_Your task_. Can you convert the stretch from the line containing "For each <instance>" through the line containing "negative clicks: (198, 355) (215, 327)" into a Markdown table with the columns Row and Line, numbering each line and leaving out blank lines?
==================================================
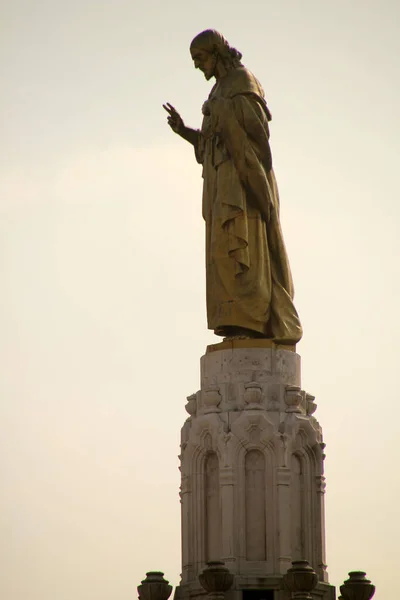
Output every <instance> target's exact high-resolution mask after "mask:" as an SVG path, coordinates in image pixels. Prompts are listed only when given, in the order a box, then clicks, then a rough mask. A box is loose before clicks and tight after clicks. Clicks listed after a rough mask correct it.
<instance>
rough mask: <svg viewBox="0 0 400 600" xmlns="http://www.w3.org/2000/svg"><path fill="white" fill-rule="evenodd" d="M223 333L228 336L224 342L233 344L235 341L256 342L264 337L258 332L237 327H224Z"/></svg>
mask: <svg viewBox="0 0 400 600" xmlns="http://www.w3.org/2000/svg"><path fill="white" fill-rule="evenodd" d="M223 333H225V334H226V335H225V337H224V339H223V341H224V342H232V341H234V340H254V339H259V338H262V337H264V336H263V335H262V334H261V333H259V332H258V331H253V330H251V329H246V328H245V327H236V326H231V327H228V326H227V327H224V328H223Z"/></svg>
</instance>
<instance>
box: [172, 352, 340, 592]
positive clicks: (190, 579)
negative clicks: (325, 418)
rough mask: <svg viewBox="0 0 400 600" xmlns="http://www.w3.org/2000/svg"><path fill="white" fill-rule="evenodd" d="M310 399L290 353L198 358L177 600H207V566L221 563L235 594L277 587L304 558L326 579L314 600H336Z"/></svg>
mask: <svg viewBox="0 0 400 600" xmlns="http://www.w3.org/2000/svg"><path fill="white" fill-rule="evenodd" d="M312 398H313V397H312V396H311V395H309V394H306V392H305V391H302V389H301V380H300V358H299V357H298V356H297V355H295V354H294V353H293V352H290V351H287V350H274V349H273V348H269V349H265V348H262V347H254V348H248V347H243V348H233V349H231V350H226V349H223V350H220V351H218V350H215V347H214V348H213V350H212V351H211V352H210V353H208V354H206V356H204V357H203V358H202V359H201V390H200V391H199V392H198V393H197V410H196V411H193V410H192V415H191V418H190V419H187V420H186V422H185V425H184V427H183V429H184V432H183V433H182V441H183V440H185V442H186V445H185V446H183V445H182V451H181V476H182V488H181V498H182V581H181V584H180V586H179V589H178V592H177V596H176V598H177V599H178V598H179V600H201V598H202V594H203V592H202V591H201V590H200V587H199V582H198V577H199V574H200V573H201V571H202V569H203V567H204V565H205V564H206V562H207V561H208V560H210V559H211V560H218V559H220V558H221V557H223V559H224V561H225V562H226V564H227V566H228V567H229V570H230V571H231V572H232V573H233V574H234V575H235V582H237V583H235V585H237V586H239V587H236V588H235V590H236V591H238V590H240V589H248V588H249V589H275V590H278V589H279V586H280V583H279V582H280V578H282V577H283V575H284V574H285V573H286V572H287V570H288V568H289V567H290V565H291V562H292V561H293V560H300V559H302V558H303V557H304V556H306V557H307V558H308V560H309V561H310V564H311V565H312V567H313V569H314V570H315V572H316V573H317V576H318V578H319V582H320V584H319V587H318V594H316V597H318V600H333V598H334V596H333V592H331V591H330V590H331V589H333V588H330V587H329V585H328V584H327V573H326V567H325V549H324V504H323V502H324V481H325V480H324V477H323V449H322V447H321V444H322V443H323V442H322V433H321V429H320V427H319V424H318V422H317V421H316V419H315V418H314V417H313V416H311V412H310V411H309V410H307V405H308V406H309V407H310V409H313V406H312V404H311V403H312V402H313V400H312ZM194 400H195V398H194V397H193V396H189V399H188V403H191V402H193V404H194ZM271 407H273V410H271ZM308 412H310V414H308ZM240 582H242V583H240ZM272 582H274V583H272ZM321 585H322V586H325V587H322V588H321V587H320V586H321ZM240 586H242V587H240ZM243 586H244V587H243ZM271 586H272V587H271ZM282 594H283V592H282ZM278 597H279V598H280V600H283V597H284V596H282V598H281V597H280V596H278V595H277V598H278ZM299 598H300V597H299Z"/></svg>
==================================================
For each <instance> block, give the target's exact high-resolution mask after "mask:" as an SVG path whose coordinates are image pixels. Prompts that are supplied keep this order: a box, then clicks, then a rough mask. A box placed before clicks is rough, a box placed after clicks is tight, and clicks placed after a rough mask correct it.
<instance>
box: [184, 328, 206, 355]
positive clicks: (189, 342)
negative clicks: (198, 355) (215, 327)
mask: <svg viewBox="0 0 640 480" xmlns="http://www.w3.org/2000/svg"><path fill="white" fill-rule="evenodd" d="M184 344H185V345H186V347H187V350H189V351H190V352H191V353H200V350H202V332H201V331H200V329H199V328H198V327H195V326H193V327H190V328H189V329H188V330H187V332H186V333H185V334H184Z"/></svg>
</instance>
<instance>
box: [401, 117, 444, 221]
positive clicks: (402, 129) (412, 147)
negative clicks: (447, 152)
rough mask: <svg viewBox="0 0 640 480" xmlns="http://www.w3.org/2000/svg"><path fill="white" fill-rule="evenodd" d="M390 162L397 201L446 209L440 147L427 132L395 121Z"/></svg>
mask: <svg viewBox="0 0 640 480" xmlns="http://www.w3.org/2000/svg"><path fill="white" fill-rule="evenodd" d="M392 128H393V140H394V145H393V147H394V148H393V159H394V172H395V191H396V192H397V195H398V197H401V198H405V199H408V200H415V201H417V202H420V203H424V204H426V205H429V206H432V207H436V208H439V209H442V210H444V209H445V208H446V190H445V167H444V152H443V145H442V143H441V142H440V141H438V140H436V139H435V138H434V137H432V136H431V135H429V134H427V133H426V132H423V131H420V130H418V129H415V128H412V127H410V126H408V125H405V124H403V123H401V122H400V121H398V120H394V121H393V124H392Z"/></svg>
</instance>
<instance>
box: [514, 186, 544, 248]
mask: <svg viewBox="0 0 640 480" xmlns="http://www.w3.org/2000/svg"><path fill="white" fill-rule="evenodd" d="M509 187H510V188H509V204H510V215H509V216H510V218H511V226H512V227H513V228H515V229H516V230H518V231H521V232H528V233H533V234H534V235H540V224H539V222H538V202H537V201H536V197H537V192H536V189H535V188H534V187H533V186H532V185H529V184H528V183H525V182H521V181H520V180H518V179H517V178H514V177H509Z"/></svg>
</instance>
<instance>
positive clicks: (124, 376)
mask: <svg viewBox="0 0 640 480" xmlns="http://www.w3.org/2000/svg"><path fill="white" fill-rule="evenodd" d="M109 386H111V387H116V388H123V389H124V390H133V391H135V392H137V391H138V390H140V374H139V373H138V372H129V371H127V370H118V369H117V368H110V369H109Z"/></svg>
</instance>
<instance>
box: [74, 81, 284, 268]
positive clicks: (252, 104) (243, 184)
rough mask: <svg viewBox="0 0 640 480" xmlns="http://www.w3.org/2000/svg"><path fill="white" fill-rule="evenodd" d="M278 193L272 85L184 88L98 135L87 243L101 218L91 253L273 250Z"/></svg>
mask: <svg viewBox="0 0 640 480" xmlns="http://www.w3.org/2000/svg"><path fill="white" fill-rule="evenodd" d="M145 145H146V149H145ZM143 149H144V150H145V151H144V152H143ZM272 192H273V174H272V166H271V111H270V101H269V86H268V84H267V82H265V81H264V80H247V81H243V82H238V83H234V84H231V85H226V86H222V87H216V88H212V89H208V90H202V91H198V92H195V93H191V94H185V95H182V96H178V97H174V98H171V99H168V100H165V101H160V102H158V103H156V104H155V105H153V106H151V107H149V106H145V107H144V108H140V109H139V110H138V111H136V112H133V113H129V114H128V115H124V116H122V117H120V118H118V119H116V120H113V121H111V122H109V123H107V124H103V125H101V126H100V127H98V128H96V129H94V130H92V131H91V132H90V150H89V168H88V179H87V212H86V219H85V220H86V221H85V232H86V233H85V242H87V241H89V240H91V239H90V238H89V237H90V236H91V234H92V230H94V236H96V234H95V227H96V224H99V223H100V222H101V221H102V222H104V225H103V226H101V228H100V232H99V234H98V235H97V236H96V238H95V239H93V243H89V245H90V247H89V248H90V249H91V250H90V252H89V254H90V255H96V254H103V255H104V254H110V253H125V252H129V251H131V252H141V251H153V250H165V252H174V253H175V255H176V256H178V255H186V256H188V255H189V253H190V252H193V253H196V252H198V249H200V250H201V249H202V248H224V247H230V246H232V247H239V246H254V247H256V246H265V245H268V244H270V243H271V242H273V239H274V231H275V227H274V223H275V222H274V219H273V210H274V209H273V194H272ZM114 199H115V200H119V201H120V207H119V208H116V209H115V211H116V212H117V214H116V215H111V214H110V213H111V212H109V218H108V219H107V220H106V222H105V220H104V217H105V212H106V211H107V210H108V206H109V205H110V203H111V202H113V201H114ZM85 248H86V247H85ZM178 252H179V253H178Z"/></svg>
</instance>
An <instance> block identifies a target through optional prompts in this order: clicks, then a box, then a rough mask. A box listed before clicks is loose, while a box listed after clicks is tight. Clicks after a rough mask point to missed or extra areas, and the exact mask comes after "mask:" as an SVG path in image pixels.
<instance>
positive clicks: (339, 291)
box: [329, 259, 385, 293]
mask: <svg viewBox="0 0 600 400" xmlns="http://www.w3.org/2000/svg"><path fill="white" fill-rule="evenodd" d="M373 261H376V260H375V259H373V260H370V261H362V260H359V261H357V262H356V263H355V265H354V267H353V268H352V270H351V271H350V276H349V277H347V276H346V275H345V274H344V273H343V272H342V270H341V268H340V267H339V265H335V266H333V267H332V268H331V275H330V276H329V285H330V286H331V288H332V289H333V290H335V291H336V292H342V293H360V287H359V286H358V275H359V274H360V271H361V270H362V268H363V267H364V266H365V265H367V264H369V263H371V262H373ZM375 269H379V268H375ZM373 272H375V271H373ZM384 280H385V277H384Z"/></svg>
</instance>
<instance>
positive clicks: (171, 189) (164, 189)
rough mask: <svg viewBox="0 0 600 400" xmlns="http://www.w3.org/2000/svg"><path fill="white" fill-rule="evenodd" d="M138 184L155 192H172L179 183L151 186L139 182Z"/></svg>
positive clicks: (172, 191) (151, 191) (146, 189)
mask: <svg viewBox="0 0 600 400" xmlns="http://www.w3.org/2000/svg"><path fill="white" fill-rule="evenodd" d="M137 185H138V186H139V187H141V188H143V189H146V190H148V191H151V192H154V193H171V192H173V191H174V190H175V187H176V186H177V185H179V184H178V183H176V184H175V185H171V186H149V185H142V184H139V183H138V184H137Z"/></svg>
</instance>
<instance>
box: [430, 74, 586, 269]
==================================================
_Answer to this task_.
| Row | Line |
|---|---|
| 1 | For each <instance> block, give the target's exact high-resolution mask after "mask:" as an SVG path whose coordinates are image pixels. Prompts that are supplied keep this order: a box, then clicks, then a rough mask. A box placed before clicks is rough, a box placed after clicks is tight, and clicks placed after a rough mask correct it. |
| 2 | <instance> |
| 3 | box: [184, 328, 206, 355] |
| 4 | positive clicks: (189, 342) |
| 5 | negative clicks: (198, 355) (215, 327) |